GIVEN PROBLEM —
Gather every line in the records below that contains the word "underside", matching case exactly, and copy each such line as it appears.

TASK INPUTS —
•••••

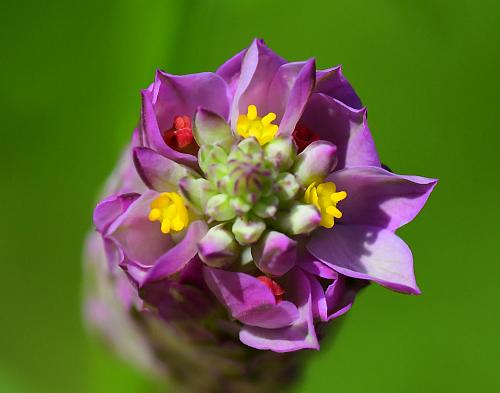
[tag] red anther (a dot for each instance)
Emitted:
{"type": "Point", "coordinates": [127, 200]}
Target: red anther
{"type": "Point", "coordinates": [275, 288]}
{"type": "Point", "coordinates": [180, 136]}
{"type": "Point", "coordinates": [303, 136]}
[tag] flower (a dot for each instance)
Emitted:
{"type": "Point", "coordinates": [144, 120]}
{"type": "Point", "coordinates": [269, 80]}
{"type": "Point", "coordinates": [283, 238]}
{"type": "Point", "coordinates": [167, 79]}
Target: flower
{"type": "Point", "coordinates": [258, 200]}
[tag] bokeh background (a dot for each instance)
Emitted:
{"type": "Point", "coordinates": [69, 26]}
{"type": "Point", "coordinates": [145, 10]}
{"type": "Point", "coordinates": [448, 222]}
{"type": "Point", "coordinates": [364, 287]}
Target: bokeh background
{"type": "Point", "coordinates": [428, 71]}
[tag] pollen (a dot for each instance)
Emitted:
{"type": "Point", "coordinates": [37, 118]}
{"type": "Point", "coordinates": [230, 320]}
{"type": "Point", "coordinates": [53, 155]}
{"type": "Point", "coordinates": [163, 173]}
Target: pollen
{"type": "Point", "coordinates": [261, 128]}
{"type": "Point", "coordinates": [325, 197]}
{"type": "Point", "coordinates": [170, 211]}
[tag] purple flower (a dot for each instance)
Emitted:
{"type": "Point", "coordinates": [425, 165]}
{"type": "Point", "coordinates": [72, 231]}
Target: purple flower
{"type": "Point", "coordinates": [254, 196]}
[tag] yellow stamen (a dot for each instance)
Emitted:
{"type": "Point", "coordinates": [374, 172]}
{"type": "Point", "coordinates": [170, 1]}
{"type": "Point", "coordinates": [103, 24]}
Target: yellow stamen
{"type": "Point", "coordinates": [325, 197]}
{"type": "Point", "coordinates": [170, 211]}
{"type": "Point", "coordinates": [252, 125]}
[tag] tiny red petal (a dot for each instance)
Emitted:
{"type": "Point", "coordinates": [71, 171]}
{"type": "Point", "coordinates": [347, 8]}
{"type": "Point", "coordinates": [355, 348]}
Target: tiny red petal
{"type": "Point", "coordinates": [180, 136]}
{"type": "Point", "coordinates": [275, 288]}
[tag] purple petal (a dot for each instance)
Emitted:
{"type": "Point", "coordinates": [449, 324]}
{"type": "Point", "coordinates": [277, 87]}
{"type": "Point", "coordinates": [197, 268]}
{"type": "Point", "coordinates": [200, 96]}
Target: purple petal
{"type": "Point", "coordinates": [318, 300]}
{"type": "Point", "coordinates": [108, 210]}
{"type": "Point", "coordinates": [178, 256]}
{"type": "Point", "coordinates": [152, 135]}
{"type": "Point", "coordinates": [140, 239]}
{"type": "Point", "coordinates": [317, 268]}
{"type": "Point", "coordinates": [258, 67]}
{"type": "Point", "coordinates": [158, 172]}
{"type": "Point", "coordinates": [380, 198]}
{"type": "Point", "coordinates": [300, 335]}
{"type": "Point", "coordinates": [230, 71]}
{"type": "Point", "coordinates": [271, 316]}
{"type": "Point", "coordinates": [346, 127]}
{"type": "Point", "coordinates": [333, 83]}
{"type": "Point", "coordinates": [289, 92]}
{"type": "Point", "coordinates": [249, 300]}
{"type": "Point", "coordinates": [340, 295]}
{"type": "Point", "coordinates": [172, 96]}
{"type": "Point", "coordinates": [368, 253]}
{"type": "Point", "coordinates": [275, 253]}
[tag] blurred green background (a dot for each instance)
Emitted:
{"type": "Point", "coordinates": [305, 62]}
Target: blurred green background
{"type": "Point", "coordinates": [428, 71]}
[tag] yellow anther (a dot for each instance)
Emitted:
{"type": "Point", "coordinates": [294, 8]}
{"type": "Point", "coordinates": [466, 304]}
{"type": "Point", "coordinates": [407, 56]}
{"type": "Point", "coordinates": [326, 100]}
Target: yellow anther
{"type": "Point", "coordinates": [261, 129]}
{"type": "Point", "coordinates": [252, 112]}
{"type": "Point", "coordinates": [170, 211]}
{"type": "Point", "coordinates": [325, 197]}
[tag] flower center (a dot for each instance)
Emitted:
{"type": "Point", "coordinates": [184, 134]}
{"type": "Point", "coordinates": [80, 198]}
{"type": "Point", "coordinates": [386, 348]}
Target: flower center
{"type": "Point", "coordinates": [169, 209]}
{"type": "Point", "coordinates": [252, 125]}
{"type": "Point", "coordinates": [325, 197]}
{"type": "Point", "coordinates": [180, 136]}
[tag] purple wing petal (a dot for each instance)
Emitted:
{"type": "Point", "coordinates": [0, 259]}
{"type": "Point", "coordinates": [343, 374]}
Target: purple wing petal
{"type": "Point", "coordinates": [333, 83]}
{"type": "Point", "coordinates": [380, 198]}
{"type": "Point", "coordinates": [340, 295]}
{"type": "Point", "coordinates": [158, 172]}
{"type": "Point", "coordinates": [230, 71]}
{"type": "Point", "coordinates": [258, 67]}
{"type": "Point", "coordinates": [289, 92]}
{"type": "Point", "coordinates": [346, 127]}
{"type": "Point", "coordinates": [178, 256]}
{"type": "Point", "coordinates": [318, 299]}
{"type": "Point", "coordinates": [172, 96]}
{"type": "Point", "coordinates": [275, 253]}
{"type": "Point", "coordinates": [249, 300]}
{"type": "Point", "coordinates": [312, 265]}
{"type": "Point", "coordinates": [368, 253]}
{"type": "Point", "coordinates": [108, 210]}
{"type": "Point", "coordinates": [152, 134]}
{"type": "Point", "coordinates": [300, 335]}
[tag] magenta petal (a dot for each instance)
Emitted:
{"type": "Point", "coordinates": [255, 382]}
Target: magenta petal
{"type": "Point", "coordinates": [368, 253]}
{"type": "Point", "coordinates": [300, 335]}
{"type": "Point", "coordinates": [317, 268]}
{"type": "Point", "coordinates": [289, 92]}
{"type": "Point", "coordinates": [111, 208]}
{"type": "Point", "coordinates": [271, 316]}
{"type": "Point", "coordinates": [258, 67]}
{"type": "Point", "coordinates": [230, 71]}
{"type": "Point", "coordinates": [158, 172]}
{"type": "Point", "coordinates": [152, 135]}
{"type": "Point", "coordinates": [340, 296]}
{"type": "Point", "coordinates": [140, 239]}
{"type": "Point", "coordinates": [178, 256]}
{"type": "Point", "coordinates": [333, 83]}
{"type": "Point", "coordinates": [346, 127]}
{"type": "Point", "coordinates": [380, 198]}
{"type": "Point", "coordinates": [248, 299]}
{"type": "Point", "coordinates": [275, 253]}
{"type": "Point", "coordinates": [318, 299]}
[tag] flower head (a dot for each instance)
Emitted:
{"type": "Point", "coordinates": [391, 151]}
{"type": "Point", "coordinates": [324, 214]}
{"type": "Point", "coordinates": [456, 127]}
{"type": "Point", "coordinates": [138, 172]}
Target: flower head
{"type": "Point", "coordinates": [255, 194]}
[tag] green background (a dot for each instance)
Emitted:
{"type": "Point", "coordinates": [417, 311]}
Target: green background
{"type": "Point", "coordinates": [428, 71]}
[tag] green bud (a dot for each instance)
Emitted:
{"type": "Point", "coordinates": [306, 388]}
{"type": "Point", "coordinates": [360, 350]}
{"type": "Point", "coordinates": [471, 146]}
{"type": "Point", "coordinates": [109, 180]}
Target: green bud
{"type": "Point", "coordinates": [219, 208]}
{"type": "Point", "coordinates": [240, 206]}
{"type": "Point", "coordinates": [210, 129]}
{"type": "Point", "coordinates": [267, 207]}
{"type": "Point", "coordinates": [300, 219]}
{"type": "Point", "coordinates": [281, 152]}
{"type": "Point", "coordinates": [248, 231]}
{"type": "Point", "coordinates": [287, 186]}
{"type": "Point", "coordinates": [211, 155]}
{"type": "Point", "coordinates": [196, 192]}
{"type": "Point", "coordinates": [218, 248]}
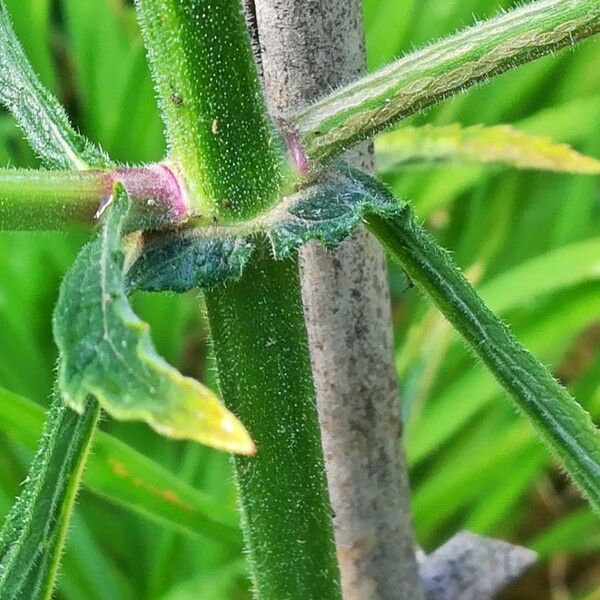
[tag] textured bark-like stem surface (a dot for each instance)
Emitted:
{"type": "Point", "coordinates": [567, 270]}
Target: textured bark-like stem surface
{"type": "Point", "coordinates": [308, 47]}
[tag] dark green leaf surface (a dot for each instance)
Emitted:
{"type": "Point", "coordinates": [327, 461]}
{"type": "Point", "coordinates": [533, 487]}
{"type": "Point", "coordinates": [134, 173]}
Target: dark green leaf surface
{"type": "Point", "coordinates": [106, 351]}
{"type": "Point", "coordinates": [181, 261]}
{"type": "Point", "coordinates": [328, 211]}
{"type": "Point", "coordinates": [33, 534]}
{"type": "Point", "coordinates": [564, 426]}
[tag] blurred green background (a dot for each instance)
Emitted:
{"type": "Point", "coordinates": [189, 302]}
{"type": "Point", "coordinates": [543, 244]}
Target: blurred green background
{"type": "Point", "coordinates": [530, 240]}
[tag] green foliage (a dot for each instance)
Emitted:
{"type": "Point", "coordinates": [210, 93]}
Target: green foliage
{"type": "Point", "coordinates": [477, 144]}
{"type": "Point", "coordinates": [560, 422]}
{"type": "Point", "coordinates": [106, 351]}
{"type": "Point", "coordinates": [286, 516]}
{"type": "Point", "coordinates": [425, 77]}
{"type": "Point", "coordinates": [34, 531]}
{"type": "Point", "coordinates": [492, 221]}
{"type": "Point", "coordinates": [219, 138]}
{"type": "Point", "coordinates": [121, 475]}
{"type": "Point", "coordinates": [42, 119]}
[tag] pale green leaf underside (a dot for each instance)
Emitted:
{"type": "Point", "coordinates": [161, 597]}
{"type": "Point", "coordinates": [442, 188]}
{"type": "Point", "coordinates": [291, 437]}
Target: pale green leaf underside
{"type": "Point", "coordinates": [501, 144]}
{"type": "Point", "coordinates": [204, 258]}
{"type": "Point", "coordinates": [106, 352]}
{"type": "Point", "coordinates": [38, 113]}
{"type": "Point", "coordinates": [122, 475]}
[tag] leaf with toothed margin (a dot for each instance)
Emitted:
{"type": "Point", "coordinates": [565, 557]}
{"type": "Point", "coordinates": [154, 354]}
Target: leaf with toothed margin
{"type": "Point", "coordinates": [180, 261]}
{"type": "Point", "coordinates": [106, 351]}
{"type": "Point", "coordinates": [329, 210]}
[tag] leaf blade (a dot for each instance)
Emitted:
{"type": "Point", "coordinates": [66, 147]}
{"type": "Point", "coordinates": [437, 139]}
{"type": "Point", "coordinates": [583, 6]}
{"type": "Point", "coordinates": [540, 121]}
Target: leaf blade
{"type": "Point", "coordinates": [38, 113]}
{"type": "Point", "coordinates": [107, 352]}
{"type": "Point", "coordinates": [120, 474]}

•••••

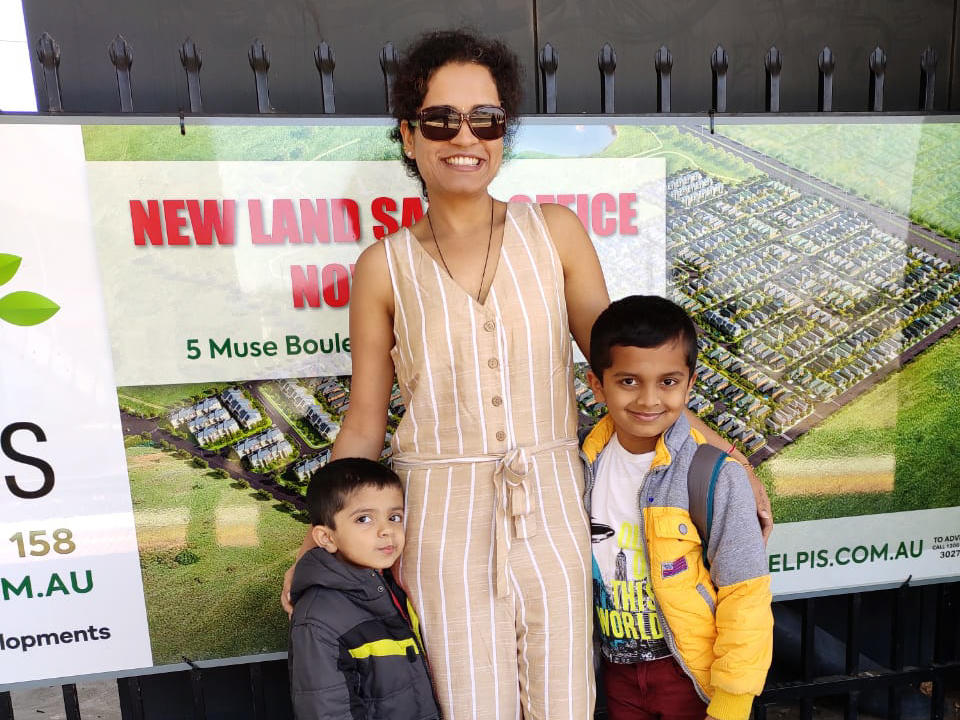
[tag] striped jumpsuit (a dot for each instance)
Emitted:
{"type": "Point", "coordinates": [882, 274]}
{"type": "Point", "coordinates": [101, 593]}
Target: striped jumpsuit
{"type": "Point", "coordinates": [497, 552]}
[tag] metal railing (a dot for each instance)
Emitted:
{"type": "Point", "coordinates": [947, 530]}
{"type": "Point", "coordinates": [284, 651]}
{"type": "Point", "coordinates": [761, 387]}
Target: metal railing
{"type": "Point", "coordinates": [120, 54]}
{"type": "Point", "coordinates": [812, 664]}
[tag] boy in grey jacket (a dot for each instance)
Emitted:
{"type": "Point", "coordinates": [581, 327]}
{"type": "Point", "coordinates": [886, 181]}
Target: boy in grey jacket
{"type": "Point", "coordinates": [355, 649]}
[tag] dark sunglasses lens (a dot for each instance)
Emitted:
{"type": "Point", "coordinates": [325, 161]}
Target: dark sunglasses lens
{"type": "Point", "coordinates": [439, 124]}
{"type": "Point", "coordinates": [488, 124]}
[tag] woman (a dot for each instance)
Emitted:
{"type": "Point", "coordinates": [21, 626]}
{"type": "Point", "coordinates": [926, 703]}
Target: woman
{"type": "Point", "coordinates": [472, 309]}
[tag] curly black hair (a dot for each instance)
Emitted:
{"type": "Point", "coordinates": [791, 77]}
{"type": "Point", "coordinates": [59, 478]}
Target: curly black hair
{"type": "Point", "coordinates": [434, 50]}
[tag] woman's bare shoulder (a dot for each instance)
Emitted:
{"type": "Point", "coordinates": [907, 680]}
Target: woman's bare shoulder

•••••

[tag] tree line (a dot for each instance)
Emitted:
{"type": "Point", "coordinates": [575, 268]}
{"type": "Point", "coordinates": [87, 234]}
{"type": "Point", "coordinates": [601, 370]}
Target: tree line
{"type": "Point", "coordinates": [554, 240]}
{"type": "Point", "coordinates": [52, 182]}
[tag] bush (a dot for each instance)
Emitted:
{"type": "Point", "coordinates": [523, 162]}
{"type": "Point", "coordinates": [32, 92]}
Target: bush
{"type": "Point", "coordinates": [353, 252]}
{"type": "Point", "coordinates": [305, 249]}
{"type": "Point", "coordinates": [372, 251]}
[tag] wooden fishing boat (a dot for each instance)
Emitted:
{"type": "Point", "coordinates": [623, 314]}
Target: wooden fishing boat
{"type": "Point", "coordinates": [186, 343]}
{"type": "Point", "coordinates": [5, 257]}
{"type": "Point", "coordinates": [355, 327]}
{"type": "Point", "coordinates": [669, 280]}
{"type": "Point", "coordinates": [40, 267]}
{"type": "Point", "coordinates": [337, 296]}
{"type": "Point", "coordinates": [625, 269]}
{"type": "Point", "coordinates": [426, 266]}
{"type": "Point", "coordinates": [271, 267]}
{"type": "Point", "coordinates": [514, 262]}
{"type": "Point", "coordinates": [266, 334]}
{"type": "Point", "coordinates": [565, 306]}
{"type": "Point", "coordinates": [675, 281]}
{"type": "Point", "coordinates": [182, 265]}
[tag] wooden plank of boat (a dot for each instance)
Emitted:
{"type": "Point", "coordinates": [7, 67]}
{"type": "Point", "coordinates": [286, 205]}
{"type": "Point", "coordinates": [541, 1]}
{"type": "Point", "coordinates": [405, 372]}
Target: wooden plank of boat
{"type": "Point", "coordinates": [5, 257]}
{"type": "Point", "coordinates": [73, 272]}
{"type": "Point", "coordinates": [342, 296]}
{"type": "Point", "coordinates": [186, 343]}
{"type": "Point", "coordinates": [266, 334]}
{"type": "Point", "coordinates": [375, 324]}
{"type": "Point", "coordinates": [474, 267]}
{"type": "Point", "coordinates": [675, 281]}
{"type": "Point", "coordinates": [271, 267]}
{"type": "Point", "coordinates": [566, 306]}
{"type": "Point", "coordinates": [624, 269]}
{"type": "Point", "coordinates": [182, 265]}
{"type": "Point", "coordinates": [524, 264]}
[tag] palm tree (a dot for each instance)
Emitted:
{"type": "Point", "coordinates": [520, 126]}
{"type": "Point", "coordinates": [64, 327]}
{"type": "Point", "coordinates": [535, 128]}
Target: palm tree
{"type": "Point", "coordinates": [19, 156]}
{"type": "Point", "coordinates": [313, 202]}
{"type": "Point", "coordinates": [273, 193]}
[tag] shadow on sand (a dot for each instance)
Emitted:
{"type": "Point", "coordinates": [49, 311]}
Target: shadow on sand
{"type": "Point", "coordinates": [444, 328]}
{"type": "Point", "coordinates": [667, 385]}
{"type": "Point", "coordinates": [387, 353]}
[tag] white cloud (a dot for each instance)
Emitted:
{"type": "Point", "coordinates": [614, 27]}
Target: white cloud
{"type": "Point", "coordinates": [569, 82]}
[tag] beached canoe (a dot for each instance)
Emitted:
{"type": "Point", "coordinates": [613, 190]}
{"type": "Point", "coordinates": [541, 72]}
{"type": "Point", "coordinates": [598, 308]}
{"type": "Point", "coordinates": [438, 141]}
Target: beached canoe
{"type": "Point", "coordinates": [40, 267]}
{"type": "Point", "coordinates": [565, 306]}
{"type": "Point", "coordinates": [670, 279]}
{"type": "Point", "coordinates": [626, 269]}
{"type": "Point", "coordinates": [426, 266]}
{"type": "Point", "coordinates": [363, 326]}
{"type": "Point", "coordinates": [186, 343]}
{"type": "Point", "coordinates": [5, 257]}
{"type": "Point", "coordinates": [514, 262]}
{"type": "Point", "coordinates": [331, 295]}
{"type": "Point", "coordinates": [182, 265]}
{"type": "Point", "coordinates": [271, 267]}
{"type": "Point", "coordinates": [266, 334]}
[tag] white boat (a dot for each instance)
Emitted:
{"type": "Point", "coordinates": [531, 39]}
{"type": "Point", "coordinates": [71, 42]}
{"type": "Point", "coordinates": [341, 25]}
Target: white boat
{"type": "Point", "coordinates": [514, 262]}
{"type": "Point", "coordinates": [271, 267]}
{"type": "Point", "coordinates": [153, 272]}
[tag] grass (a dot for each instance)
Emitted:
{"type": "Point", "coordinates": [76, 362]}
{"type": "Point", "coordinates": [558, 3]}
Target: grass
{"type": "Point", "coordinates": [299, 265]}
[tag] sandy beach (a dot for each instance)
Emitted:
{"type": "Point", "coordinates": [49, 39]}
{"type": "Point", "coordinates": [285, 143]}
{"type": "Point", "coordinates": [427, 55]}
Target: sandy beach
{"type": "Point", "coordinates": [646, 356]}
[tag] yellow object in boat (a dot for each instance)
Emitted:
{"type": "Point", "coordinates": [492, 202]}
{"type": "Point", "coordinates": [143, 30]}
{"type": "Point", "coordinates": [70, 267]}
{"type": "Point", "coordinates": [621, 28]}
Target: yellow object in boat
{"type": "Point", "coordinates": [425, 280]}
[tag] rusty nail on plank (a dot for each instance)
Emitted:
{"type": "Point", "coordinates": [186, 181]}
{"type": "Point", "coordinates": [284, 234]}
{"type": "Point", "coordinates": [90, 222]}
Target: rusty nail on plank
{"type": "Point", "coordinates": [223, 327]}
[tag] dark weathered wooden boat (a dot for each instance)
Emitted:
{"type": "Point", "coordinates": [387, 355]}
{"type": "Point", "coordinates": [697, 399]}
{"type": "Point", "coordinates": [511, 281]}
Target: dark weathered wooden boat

•••••

ANSWER TO THE EXERCISE —
[tag] pale green leaf underside (a dot for each instance)
Target: pale green leaf underside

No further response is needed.